# [Excerpt provided]
Singapore Business Review has reported that financial experts have warned of a possible “technical recession” in Singapore during the first half of 2023.

A technical recession is widely regarded as two consecutive quarters of negative growth.

This comes after the Singaporean economy contracted by 0.7% in Q1 2023 on a seasonally adjusted basis, as the Ministry of Trade and Industry reported.

The country’s gross domestic product (GDP) grew by a mere 0.1% on a year-on-year basis, down from 2.1% in the previous quarter.

The weaker performance across several sectors, particularly manufacturing, has raised concerns given that Singapore had performed better in the same quarter last year despite the pandemic. Singapore announced its exit from the acute phase of the pandemic as of 13 February this year.

“Singapore’s GDP has effectively slowed to below trend in 1Q23, which may persist in 2Q23 given the headwinds seen in manufacturing and trade,” said RHB, a financial services group, in quotes given to SBR.

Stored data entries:
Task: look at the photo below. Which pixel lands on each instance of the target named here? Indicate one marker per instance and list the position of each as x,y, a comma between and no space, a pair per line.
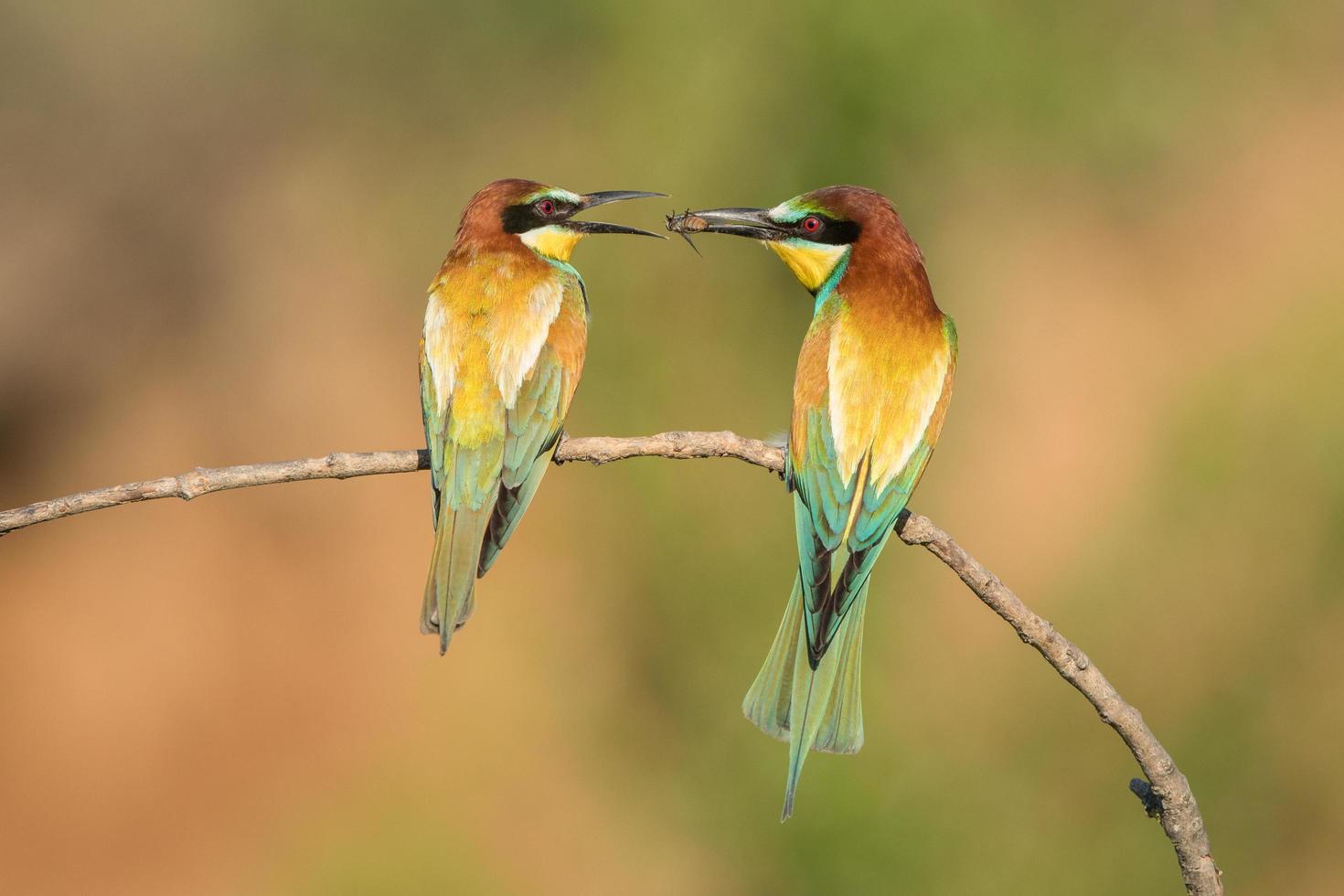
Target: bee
684,225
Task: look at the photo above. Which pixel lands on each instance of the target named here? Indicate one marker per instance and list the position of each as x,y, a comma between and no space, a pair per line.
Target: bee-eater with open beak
869,400
506,332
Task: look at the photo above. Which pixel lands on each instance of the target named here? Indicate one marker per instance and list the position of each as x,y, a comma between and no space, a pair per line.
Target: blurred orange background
219,220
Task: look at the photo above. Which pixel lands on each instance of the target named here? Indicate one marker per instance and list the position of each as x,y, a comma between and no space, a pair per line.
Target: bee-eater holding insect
506,332
869,400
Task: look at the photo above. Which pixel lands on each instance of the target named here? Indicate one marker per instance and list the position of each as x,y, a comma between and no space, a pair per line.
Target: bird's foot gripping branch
1167,790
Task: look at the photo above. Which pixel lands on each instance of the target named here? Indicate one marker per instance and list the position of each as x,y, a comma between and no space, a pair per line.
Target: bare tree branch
1166,792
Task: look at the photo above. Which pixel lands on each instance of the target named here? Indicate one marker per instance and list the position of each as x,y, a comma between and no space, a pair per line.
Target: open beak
611,197
752,223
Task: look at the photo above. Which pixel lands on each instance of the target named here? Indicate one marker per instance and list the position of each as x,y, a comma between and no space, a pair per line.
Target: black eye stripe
832,232
519,219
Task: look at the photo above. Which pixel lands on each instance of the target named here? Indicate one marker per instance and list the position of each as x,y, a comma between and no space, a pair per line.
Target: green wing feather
534,430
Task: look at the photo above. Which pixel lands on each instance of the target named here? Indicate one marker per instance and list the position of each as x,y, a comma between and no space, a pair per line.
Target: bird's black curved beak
603,228
752,223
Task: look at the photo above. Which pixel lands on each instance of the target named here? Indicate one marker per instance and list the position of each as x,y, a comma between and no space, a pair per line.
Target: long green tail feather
451,590
820,709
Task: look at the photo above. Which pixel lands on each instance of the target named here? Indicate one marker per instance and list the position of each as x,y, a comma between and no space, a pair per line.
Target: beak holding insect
684,225
752,223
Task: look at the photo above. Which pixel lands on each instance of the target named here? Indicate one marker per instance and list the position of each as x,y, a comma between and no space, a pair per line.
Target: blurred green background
218,225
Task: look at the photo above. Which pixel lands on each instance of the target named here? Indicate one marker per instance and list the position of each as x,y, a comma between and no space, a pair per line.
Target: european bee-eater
506,331
869,400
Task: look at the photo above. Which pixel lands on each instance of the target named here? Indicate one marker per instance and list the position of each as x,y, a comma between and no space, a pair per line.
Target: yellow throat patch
812,263
552,240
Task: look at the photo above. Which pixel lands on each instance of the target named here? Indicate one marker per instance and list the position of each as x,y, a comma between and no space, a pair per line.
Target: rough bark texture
1166,793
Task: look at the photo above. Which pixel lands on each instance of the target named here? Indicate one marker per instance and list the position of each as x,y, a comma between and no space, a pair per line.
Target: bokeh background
217,225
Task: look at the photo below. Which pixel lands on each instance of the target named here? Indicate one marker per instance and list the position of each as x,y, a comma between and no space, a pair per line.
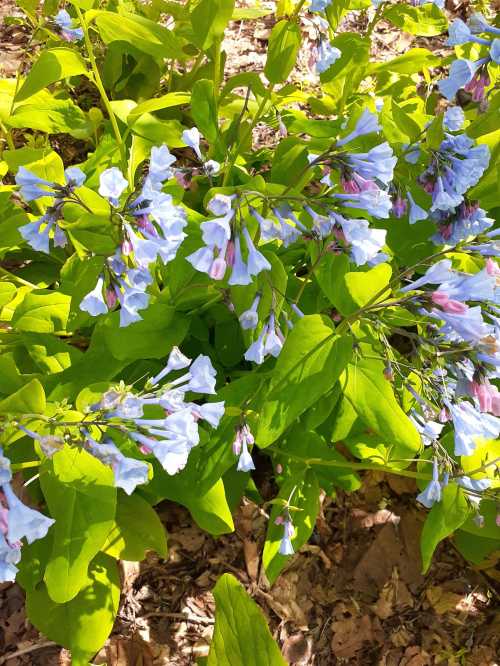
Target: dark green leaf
241,636
82,499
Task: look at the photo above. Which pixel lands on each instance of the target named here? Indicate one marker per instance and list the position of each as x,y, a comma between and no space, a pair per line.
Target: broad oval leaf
309,365
137,529
82,499
241,636
52,65
284,44
372,397
82,624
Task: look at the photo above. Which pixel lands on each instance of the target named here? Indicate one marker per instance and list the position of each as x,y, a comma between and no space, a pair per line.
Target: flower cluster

# [Activity list]
**A)** In the article on Singapore's economy, print the passage from "This comes after" to "given to SBR.".
**B)** Answer these questions from the article on Singapore's economy:
(i) By how much did the Singaporean economy contract in Q1 2023 on a seasonally adjusted basis?
(ii) As of what date did Singapore exit the acute phase of the pandemic?
(iii) What kind of organization is RHB?
**C)** Go on with the article on Singapore's economy from the point where it stops.

# [Results for the exercise]
**A)**
This comes after the Singaporean economy contracted by 0.7% in Q1 2023 on a seasonally adjusted basis, as the Ministry of Trade and Industry reported.

The country’s gross domestic product (GDP) grew by a mere 0.1% on a year-on-year basis, down from 2.1% in the previous quarter.

The weaker performance across several sectors, particularly manufacturing, has raised concerns given that Singapore had performed better in the same quarter last year despite the pandemic. Singapore announced its exit from the acute phase of the pandemic as of 13 February this year.

“Singapore’s GDP has effectively slowed to below trend in 1Q23, which may persist in 2Q23 given the headwinds seen in manufacturing and trade,” said RHB, a financial services group, in quotes given to SBR.

**B)**
(i) 0.7%
(ii) 13 February
(iii) A financial services group

**C)**
While there is cause for concern, some experts remain optimistic. Xu Le, a lecturer of the Department of Strategy & Policy at NUS Business School, believes that the recovery of domestic demand in mainland China will soon alleviate the situation in the manufacturing sector.

UOB, a multinational banking organization, has stated that there is a risk of downward revisions to the GDP figures, which may show that the Singapore economy contracted YoY in Q1. However, the bank has expressed a positive outlook for the non-oil domestic exports, which are expected to improve in the second half of 2023.

RHB has also predicted that Singapore’s economy will improve in the latter half of the year. However, it remains to be seen whether the nation will recover from its current economic challenges.